_Questions to answer_
• A. In the devotional passage, rewrite the section between "This market has" and "(I Timothy 1:17)", inclusive, changing every "market" to "economy".
• B. According to the devotional passage, by how much has a 401K diminished right before retirement?

_Passage shown_

════════

I have many friends, and loved ones who are currently surrounded by impossible personal circumstances: The recent loss of a job; a prolonged period of finding a job; the threat of losing of a home that seems to grow more and more imminent by the second; the diminishment of a 401K over 60% right before retirement; bills that keep coming; and bills that come out of left field, and the list goes on. A realistic assessment of things would lead you to ask, “How can this thing NOT end in total catastrophe?” Well, we are going to make it. God has possibilities and solutions to each and every crisis that we can’t even imagine. He is the God who holds each teaspoon of water that makes up every single ocean on the earth in the hollow of his hand! (Isaiah 40:12) He is the God who, if every single world leader and every single nation were to unite forces and rail against him He would scoff and laugh. (Isaiah 40:15,23) He is the God who actually holds the dust of the earth in a basket, and has scales to weigh the mountains. (Isaiah 40:12) He is the God who never grows tired, never grows weary, and whose understanding no one can fathom. (Isaiah 40:28)
This market has everyone on edge. But you know what? This market does not belong to the bulls or the bears. This market belong to Jesus, the Conquering Lion of the Tribe of Judah! He is the Alpha and the Omega, the one who is, who was, and who is to come. (Revelation 1:8) He is the One who “carries on his shoulder the key to the house of David; what he opens no one can shut, and what he shuts no one can open.” (Isaiah 22:22) He is the King eternal, immortal, invisible, the only God and to him be honor and glory for ever and ever. (I Timothy 1:17)

════════

_Extracted material_
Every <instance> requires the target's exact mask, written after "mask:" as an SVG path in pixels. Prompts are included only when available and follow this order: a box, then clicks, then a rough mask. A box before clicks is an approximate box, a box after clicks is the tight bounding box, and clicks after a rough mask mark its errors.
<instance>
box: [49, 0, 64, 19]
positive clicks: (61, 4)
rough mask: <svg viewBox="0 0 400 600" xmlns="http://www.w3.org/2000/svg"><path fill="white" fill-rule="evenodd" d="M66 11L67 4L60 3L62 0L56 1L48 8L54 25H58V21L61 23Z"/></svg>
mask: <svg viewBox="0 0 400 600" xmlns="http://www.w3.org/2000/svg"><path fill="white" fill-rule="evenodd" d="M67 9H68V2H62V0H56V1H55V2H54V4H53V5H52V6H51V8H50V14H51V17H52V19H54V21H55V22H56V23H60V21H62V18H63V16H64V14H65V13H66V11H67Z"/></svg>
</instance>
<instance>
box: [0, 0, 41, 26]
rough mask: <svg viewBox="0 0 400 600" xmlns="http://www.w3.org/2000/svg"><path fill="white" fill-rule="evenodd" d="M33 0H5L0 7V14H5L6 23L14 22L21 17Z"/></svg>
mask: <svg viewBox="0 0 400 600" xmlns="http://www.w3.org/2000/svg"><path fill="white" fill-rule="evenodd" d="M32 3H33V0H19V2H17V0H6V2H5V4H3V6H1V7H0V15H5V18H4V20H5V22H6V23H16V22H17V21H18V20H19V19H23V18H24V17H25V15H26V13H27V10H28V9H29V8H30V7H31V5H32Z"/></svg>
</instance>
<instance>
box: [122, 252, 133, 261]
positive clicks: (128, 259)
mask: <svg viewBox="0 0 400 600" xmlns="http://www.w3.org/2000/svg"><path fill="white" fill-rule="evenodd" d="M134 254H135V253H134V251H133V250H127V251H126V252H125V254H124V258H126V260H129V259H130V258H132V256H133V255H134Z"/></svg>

════════

_Solutions to the exercise_
• A.
This economy has everyone on edge. But you know what? This economy does not belong to the bulls or the bears. This economy belong to Jesus, the Conquering Lion of the Tribe of Judah! He is the Alpha and the Omega, the one who is, who was, and who is to come. (Revelation 1:8) He is the One who “carries on his shoulder the key to the house of David; what he opens no one can shut, and what he shuts no one can open.” (Isaiah 22:22) He is the King eternal, immortal, invisible, the only God and to him be honor and glory for ever and ever. (I Timothy 1:17)

• B. Over 60%.